- [Quoted passage]
§ §

Sparxiv: A Spark-based recommender system for arXiv

Team

Ali Khaleghi Rahimian - [email protected]
Kiyoung Kim - [email protected]
Thejas Prabakaran - [email protected]

Overview

Sparxiv is an end-to-end large-scale paper recommender system built on top of Apache Spark and the Cornell arXiv metadata dataset (via Kaggle).

It combines:

Batch ingestion and cleaning of raw JSON / JSONL metadata into partitioned Parquet
Feature engineering and TF IDF based document vectors
Standard and complex Spark SQL analytics on the arXiv corpus
Structured Streaming over synthetic weekly drops
A content based recommendation engine for paper similarity search
A Flask web app for interactive search and report browsing

Two execution modes are supported:

Sample mode: small subset (~50k rows) for fast demos and CI
Full mode: full snapshot (3M+ records) for realistic experiments

High level and detailed architecture diagrams live in:

docs/Sparxiv_SysArchitecture_Simple.webp
docs/Sparxiv_SysArchitecture.webp

Technical Video:

Link to In-Depth Technical Overview Video

Demo Video:

demo.mp4

Dataset

Source: Kaggle dataset Cornell-University/arxiv
Format: JSON Lines (JSONL), one record per paper version
Typical size: about 4 to 6 GB of metadata, depending on snapshot

Expected raw input paths:

Full snapshot JSONL:
- data/raw/arxiv-metadata-oai-snapshot.json
Sample JSONL (derived head N subset):
- data/sample/arxiv-sample.jsonl

The helper:

python -m streaming.kaggle_downloader --mode sample --sample-size 50000
python -m streaming.kaggle_downloader --mode full

downloads the Kaggle dataset and writes:

data/raw/arxiv-metadata-oai-snapshot.json
optionally a data/sample/arxiv-sample.jsonl head sample

Environment and requirements

Python

Install dependencies:

pip install -r requirements.txt

requirements.txt:

pyspark==3.5.1
pandas
pyarrow
matplotlib
kagglehub
Flask
scipy

Python 3 with a reasonably recent minor version is recommended.

§ §

- [Raw records]
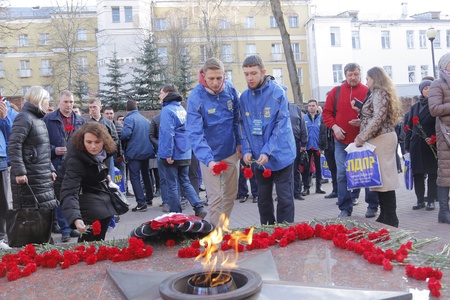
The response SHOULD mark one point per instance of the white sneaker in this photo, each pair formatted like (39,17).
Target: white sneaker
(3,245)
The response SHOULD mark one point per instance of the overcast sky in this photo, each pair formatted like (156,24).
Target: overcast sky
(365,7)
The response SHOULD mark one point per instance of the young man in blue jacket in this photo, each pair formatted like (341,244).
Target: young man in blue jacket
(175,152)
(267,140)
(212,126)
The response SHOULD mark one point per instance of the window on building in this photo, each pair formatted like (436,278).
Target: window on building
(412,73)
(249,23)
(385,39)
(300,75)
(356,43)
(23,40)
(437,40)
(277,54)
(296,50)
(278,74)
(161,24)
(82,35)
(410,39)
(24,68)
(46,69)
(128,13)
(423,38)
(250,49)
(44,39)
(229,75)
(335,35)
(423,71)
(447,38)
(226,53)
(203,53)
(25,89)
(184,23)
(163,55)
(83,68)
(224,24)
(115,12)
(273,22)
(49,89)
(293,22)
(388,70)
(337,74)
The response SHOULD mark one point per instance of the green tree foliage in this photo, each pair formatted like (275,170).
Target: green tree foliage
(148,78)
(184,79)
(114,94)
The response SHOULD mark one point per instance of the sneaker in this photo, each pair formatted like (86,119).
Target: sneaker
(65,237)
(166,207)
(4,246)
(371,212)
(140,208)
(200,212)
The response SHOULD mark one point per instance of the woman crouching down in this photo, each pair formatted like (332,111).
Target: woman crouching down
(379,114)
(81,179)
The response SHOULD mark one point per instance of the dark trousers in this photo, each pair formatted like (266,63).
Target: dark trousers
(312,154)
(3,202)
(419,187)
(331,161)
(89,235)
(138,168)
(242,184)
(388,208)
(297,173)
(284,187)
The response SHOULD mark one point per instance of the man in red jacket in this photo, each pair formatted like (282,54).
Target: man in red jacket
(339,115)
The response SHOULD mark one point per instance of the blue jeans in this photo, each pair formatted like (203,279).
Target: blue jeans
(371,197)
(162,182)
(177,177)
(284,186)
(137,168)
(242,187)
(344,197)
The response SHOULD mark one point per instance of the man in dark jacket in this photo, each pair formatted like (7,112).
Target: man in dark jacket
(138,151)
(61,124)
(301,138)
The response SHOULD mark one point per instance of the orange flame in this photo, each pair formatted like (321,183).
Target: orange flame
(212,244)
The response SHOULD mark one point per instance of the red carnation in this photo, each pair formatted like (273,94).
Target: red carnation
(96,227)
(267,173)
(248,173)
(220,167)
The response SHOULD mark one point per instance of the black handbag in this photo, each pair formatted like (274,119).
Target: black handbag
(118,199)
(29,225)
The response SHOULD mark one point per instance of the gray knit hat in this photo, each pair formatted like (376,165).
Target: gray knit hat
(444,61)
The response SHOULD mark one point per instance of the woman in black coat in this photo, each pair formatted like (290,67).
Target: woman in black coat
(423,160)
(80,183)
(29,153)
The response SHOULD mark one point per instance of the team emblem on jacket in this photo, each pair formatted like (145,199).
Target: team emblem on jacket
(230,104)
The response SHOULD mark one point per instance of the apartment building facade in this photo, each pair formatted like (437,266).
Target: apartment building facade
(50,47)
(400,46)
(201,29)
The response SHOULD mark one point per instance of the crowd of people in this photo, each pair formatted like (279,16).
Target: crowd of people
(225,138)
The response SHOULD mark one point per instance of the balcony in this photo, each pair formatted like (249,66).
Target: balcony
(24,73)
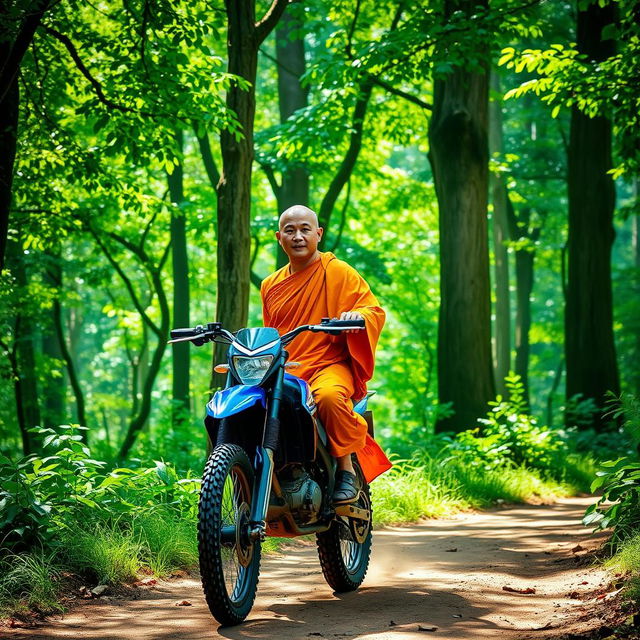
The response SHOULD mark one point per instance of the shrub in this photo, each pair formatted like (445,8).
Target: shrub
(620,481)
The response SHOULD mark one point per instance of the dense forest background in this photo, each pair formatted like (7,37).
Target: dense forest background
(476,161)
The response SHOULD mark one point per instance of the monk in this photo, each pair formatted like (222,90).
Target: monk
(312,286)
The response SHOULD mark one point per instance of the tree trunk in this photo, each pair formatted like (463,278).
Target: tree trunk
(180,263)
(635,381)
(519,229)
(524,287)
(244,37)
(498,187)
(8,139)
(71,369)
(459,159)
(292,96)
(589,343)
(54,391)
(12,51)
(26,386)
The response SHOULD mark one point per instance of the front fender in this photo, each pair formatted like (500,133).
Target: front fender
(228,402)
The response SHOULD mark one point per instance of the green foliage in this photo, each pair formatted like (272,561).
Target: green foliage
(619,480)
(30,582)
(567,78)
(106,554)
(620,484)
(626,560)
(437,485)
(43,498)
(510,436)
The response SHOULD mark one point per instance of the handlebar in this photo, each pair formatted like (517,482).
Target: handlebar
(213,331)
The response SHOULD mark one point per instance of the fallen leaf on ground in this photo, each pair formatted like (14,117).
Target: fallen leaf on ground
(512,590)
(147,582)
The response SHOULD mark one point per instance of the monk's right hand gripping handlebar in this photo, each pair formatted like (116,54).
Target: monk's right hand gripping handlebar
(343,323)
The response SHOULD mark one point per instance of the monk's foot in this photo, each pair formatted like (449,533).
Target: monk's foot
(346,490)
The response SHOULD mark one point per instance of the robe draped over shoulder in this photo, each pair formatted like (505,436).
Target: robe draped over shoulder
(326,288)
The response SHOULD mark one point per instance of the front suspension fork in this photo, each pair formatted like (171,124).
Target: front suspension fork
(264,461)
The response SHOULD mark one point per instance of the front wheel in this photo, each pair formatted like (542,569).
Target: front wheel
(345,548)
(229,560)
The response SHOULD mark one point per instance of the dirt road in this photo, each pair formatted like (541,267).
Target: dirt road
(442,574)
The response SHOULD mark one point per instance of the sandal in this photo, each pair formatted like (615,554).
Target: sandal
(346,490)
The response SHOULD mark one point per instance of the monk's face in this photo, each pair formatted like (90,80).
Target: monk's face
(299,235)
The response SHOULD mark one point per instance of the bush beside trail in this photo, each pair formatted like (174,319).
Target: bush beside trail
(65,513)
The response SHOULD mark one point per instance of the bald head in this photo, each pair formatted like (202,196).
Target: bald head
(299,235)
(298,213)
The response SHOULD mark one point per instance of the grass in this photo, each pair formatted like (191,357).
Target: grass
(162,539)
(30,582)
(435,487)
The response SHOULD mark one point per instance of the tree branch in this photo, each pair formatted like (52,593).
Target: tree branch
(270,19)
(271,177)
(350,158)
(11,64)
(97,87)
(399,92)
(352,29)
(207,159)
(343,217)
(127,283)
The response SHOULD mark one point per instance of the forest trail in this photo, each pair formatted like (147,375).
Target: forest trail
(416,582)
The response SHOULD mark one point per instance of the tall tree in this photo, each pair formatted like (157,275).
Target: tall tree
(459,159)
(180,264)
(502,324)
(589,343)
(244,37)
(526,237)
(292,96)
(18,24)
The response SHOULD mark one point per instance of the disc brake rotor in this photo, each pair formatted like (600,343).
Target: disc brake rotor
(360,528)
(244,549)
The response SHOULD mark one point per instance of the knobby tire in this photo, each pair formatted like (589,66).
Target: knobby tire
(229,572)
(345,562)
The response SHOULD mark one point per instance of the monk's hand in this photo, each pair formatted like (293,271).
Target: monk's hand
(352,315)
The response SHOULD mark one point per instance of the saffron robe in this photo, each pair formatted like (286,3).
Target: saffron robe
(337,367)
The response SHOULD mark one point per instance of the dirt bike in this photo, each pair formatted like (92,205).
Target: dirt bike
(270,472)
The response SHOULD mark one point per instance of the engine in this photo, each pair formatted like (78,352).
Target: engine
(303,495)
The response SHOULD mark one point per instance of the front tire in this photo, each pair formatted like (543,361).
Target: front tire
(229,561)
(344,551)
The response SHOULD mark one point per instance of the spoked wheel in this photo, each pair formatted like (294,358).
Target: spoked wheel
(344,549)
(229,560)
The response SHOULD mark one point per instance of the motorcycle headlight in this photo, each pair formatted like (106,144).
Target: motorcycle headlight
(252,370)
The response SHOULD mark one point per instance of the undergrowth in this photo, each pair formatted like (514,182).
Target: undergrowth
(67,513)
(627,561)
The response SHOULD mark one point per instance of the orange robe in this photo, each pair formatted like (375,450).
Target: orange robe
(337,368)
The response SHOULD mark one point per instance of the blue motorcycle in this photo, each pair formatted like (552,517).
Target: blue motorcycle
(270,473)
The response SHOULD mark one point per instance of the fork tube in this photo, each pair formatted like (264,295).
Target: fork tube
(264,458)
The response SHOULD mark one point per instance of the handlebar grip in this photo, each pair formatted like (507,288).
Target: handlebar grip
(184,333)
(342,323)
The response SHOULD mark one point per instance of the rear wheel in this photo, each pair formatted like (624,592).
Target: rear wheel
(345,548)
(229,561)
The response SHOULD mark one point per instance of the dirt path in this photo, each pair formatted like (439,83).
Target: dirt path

§ §

- [What this exercise asks]
a – Output the entire Sparxiv text word for word.
b – Return the rows from the line containing "formatted like (543,361)." to the last line of the rows, both included, with no changes.

- [Answers to the tasks]
a –
Sparxiv: A Spark-based recommender system for arXiv

Team

Ali Khaleghi Rahimian - [email protected]
Kiyoung Kim - [email protected]
Thejas Prabakaran - [email protected]

Overview

Sparxiv is an end-to-end large-scale paper recommender system built on top of Apache Spark and the Cornell arXiv metadata dataset (via Kaggle).

It combines:

Batch ingestion and cleaning of raw JSON / JSONL metadata into partitioned Parquet
Feature engineering and TF IDF based document vectors
Standard and complex Spark SQL analytics on the arXiv corpus
Structured Streaming over synthetic weekly drops
A content based recommendation engine for paper similarity search
A Flask web app for interactive search and report browsing

Two execution modes are supported:

Sample mode: small subset (~50k rows) for fast demos and CI
Full mode: full snapshot (3M+ records) for realistic experiments

High level and detailed architecture diagrams live in:

docs/Sparxiv_SysArchitecture_Simple.webp
docs/Sparxiv_SysArchitecture.webp

Technical Video:

Link to In-Depth Technical Overview Video

Demo Video:

demo.mp4

Dataset

Source: Kaggle dataset Cornell-University/arxiv
Format: JSON Lines (JSONL), one record per paper version
Typical size: about 4 to 6 GB of metadata, depending on snapshot

Expected raw input paths:

Full snapshot JSONL:
- data/raw/arxiv-metadata-oai-snapshot.json
Sample JSONL (derived head N subset):
- data/sample/arxiv-sample.jsonl

The helper:

python -m streaming.kaggle_downloader --mode sample --sample-size 50000
python -m streaming.kaggle_downloader --mode full

downloads the Kaggle dataset and writes:

data/raw/arxiv-metadata-oai-snapshot.json
optionally a data/sample/arxiv-sample.jsonl head sample

Environment and requirements

Python

Install dependencies:

pip install -r requirements.txt

requirements.txt:

pyspark==3.5.1
pandas
pyarrow
matplotlib
kagglehub
Flask
scipy

Python 3 with a reasonably recent minor version is recommended.

b –
The response SHOULD mark one point per instance of the front tire in this photo, each pair formatted like (543,361).
Target: front tire
(229,561)
(344,551)
The response SHOULD mark one point per instance of the spoked wheel in this photo, each pair formatted like (294,358).
Target: spoked wheel
(344,549)
(229,560)
The response SHOULD mark one point per instance of the motorcycle headlight in this photo, each pair formatted like (106,144).
Target: motorcycle headlight
(252,370)
The response SHOULD mark one point per instance of the undergrowth in this photo, each pair formatted like (514,182).
Target: undergrowth
(67,513)
(627,561)
The response SHOULD mark one point per instance of the orange robe in this photo, each pair formatted like (375,450).
Target: orange robe
(337,368)
The response SHOULD mark one point per instance of the blue motorcycle in this photo, each pair formatted like (552,517).
Target: blue motorcycle
(270,473)
The response SHOULD mark one point per instance of the fork tube in this photo, each pair formatted like (264,295).
Target: fork tube
(264,458)
The response SHOULD mark one point per instance of the handlebar grip in this photo, each pair formatted like (507,288).
Target: handlebar grip
(184,333)
(342,323)
The response SHOULD mark one point per instance of the rear wheel in this photo, each pair formatted like (624,592).
Target: rear wheel
(345,548)
(229,561)
The response SHOULD mark one point per instance of the dirt path in this photo, each pair formatted like (439,83).
Target: dirt path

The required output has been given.